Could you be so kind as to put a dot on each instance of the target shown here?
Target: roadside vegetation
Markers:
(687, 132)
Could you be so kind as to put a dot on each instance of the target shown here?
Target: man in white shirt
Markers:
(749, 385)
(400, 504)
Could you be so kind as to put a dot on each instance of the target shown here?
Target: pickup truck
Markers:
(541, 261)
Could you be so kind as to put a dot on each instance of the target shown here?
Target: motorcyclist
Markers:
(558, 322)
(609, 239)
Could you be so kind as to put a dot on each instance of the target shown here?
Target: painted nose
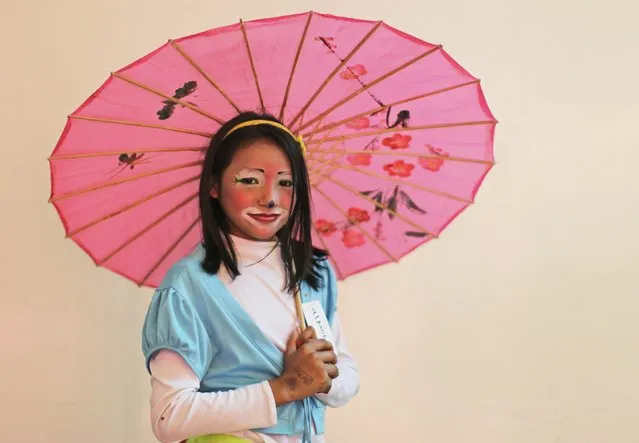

__________

Swap "Markers" for "Points" throughout the rows above and write them out again with nothing else changed. Omit the pictures.

Could you be so kind as to put a dot on each instance of the target shown here?
Target: roadside vegetation
Points:
(687, 132)
Could you be so kind as to put a dot on each instance of the target shown here?
Target: man in white shirt
Points:
(749, 385)
(400, 504)
Could you be so kind as to put a dot on each instance of the target shown here?
Target: pickup truck
Points:
(541, 261)
Could you be so kind as to put a dot on each instance of the target shown here?
Target: motorcyclist
Points:
(558, 322)
(609, 239)
Could you be so kind as to put a dot on each instance of the target shown here?
Target: painted nose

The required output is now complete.